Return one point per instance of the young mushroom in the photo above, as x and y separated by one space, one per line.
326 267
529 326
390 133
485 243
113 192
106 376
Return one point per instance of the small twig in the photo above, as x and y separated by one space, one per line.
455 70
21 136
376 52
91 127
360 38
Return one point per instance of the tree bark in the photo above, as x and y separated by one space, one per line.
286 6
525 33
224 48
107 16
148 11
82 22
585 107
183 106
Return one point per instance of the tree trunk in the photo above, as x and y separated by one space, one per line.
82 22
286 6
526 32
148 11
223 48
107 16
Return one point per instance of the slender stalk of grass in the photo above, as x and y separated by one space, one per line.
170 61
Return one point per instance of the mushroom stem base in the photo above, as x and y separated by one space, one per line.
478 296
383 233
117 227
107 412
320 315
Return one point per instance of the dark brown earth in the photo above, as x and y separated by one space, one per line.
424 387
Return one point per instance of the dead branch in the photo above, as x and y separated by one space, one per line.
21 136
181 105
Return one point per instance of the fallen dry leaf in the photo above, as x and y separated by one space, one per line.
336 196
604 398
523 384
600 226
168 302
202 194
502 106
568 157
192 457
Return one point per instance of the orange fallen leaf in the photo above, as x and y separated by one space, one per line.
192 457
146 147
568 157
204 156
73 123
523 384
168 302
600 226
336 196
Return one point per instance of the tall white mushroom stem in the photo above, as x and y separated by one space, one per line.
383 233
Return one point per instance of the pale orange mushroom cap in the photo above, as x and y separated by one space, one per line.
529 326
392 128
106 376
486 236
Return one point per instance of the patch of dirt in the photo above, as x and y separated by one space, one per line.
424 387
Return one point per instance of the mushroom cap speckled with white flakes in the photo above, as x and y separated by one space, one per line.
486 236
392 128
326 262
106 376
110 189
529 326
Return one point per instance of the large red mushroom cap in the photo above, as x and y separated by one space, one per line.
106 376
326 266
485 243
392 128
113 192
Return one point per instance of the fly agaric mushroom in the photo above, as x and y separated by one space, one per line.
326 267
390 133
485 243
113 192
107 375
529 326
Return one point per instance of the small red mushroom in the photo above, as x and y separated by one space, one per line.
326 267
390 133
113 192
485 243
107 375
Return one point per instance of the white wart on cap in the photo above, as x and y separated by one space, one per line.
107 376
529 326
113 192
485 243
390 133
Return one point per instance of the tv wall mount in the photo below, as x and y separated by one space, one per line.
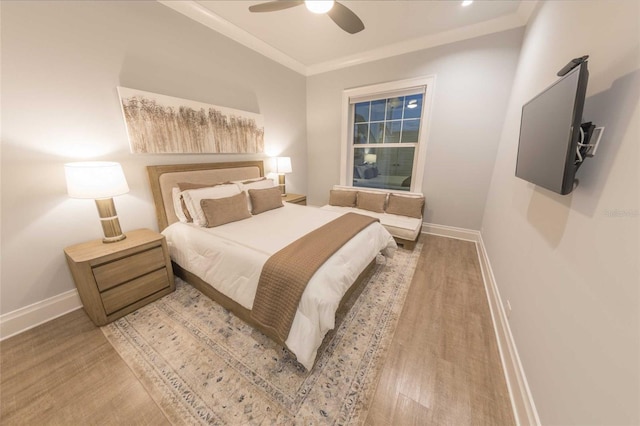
572 64
585 148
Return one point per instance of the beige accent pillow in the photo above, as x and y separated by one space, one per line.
342 198
265 199
371 201
405 206
184 186
224 210
192 199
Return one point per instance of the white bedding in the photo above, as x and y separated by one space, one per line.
232 261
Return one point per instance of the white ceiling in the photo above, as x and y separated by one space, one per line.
311 44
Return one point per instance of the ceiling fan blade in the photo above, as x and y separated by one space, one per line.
345 18
273 6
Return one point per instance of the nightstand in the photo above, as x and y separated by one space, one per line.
114 279
295 199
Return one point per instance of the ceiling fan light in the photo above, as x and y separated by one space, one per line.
319 6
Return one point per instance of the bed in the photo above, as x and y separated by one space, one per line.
225 262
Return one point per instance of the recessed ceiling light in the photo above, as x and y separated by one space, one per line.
319 6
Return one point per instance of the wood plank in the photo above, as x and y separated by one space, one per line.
443 367
66 372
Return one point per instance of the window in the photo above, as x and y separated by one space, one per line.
384 135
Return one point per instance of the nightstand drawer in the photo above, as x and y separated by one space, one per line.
119 271
126 294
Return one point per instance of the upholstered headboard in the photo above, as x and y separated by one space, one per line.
164 177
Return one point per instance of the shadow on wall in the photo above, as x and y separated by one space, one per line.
613 109
548 212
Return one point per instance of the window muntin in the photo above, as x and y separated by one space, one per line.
416 91
386 133
390 120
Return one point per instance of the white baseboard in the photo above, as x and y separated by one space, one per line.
451 232
524 408
23 319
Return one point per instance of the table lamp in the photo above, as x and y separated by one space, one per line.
283 165
99 180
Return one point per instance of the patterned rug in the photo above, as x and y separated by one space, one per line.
202 365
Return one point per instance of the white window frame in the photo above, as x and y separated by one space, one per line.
384 90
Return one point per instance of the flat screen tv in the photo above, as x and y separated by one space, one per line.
550 131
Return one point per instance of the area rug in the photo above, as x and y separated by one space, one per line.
202 365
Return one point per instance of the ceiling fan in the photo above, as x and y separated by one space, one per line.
339 13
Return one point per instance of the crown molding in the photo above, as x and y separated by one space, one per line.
477 30
195 11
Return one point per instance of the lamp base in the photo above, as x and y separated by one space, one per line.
109 221
283 190
114 239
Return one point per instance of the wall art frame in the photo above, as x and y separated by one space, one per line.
161 124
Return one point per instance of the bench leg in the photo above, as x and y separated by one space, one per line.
406 244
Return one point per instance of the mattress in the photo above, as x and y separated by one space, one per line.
230 258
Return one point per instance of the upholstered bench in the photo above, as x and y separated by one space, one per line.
399 212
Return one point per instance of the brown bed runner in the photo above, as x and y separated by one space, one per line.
286 273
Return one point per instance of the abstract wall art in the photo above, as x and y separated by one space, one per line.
159 124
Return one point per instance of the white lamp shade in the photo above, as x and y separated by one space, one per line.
283 165
319 6
95 179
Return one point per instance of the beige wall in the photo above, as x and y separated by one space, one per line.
473 80
61 64
569 264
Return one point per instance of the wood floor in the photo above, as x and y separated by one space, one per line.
443 368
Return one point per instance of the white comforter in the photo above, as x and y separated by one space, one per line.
231 262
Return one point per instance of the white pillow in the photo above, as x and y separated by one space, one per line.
259 183
177 204
192 198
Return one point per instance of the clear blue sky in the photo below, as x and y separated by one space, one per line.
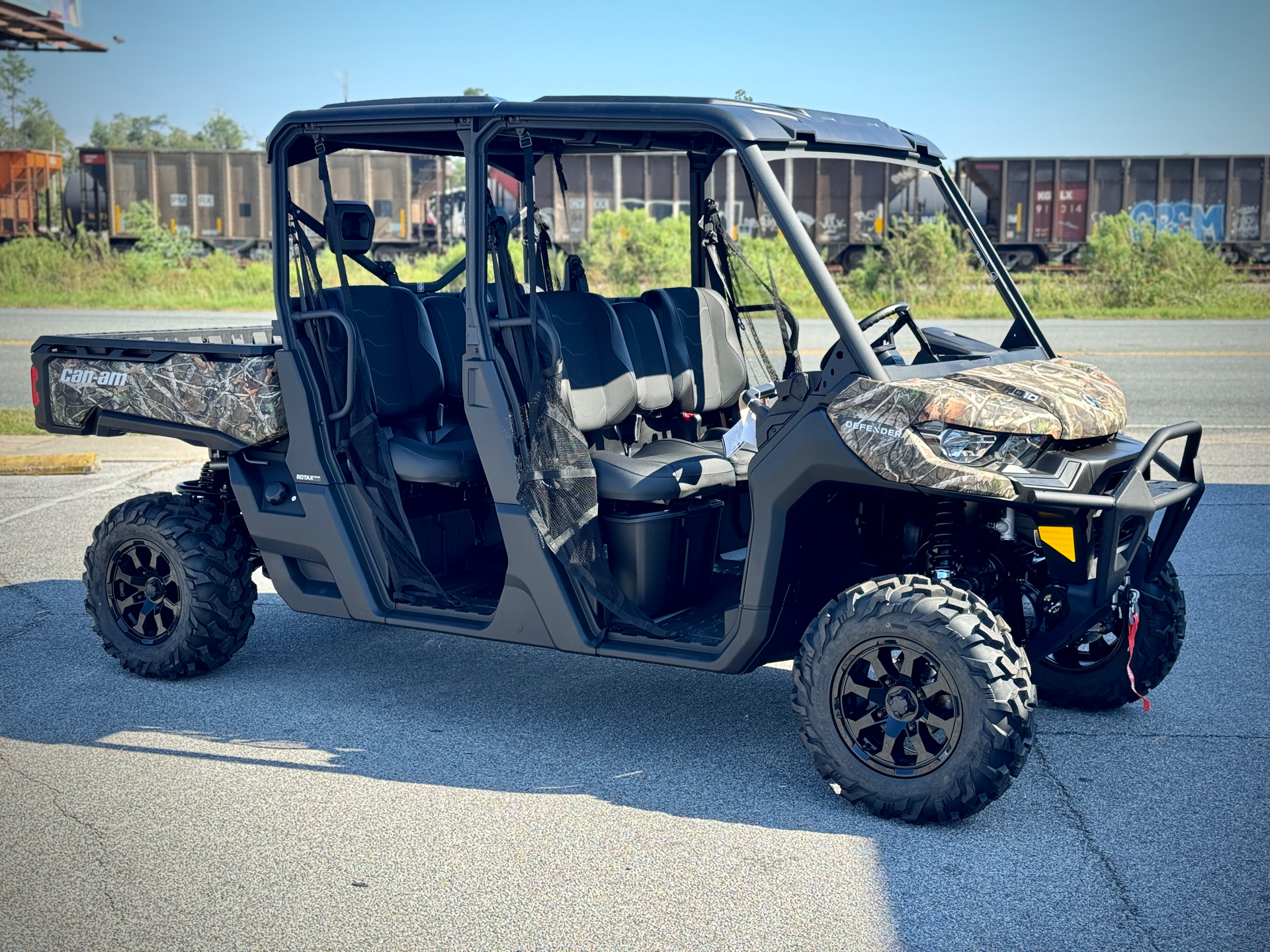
1017 78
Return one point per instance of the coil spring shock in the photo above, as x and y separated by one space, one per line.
212 483
945 553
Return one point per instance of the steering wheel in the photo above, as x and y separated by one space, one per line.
865 324
886 346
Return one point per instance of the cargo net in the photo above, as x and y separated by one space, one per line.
558 491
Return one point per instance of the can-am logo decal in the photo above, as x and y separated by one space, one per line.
1021 394
91 377
870 428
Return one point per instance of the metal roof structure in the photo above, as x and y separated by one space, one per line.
30 31
680 117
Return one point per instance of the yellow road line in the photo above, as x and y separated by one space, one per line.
48 465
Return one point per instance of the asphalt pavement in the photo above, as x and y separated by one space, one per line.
339 786
343 786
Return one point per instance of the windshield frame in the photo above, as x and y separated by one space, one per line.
756 159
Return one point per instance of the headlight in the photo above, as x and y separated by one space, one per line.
966 447
980 448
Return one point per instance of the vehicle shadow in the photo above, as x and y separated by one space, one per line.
342 697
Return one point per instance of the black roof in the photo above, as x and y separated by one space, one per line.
734 120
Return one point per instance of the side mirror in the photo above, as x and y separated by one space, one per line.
355 223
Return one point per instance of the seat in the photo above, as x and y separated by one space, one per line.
740 460
408 385
603 389
654 387
704 352
705 357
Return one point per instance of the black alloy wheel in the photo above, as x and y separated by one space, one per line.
896 709
168 584
144 593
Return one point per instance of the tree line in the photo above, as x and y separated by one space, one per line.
27 122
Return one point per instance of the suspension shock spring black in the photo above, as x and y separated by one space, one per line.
945 551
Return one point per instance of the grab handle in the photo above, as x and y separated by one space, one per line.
351 372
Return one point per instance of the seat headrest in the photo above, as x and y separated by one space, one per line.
599 380
708 362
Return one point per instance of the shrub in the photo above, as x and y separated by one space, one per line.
629 253
1134 266
157 244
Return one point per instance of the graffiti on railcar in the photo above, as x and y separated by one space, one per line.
1206 222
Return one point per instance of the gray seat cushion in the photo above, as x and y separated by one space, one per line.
740 460
650 358
666 469
448 461
599 382
706 362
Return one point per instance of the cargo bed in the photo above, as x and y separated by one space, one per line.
216 387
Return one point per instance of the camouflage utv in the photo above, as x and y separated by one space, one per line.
933 528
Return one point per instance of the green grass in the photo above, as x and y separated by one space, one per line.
1162 277
18 422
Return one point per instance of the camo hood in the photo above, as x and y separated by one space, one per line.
1060 399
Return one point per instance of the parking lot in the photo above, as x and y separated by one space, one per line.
345 786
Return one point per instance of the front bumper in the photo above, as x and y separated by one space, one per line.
1119 524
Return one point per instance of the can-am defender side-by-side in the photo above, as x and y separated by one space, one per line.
933 527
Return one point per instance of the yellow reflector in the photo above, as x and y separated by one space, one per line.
1061 539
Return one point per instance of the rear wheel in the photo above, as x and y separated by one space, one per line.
169 586
913 699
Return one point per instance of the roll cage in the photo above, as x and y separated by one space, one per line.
494 134
491 132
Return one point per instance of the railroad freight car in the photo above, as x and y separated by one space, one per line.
1043 210
845 205
220 197
30 182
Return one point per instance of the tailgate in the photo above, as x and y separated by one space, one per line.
216 387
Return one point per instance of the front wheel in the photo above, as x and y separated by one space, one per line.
913 699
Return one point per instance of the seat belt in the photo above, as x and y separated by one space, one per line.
379 489
712 237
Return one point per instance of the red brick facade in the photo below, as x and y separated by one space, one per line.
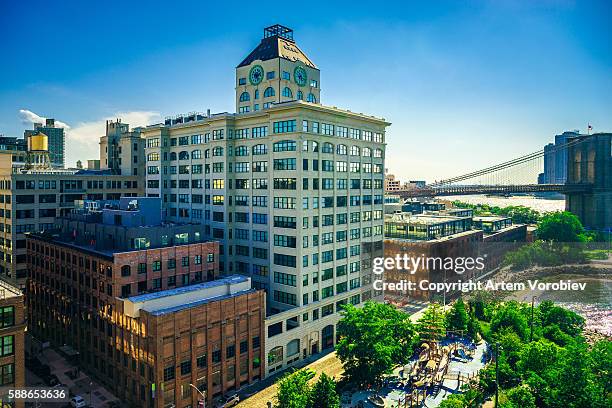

### DIRECTIONS FOR THIS TASK
The answer must be an exact copy of the lines from the one with "Return one point per instance of the front bumper" through the final line above, both ends included, and nothing else; pictures stay out.

### OUTPUT BELOW
Return one point per instance of the front bumper in the photo above, as x and y separated by one space, one per line.
1119 524
Return one point per instance of the can-am defender side-by-side in the photo above, as x and y separated by one space, one per line.
933 527
Return one point per instance of the yellow reflector in the photo above, as x and y separated by one space, one per line.
1061 539
Return one point per instance of the rear wheel in the photo above, as x and y separated by one space, one per line.
169 586
913 699
Return one point per instance of the roll cage in the photo above, as x and y separated by one space, one per line.
494 134
491 132
Return one point per instance of the railroad freight car in the photo above, as x and y separated by one space, one per line.
1043 210
845 205
220 197
30 182
Return one point per instance of the tailgate in the photo above, as x and y separated by one space, one per line.
216 387
Return one point per instance of the front wheel in the photo above, as x and y separated by one space, one per line.
913 699
Return one point per instance of the seat belt in the photo above, as x and y separated by one space, one per line.
379 489
712 237
Return one point per instance of the red brick facade in the photo below, as x and y separated by one space, one per line.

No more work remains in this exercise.